### Given passage
::::::

The memory-sector correction is mainly about whether expectations have moved ahead of verifiable earnings. The supplied event says Asian major memory stocks have retreated about 30% from their June highs, compared with an approximately 11% fall in the Philadelphia Semiconductor Index over the same period.

JPMorgan’s field work, based on conversations with more than 50 Hong Kong institutional investors, suggests the market is not broadly turning bearish on memory. Instead, investors are moving from the AI infrastructure expansion story to a stricter test of profit delivery.

02

What Investors Are Testing

The biggest test is hyperscale cloud capital expenditure. The supplied brief says JPMorgan found that about 70% of market sentiment is tied to whether future capex from major cloud service providers can continue to be revised materially higher.

The brief says many investors expect global hyperscale cloud capex over the next 3 to 6 months to be raised toward 1 trillion to 1.5 trillion dollars. If upcoming earnings reports do not support that optimism, the memory sector may remain under pressure in the short term.

This matters because the earlier rally relied on repeated upward revisions to AI data-center investment and memory total addressable market assumptions. The concern now is that sell-side demand forecasts may have moved ahead of real cloud-provider spending plans.

03

Why The Pullback Happened

The supplied JPMorgan summary identifies three main pressure points. First, AI investment expectations ran faster than visible capex confirmation. Second, DRAM price increases began to slow after earlier rounds of price hikes. Third, Samsung Electronics earnings expectations were cut before second-quarter results, which weighed on sentiment.

The change in market focus is important. The question is no longer only how fast the industry can grow. It is whether today’s earnings level can be sustained and whether the next phase of AI demand converts into measurable profitability for memory suppliers.

04

LTA Debate

Long-term agreements are no longer viewed only as a question of whether they exist. The supplied brief says investor discussion has shifted toward how memory companies can use LTAs to secure core AI customers.

The debate remains unresolved. More than half of surveyed investors were still described as cautious, partly because LTA coverage among Korean suppliers is not transparent and contract quality is hard to compare across companies.

JPMorgan expects more than half of contract volume to eventually move into LTA frameworks. In the supplied analysis, LTAs are presented as a tool for earnings stability rather than a hard cap on future pricing, because some new orders can still be repriced and non-LTA products may rise if supply-demand conditions tighten.

05

HBM Pricing Gap

HBM pricing is the largest expectation gap in the supplied brief. Many buy-side investors expect 2027 HBM selling prices per GB to double year over year, which supports a much more aggressive earnings-upgrade case.

JPMorgan is more cautious. The supplied brief says the bank estimates current industry HBM average selling price at about 1.8 dollars per GB, slightly below some high-end server DRAM products, and expects 2027 HBM ASP to rise 25% to 30% year over year rather than double.

::::::

### Collected data
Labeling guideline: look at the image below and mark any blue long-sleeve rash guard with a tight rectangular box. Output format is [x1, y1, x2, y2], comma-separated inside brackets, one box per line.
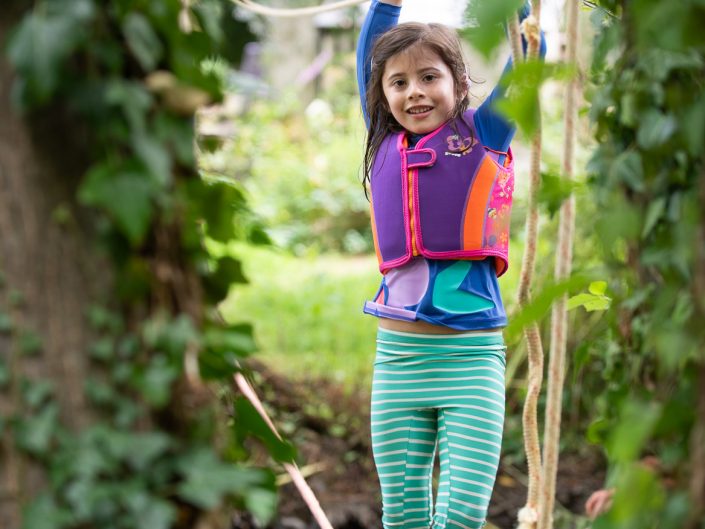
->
[357, 0, 546, 152]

::::::

### Given instruction
In the passage on the memory-stock pullback, how much does JPMorgan expect the 2027 HBM average selling price to rise year over year?

### Written solution
About 25% to 30% year over year, rather than doubling.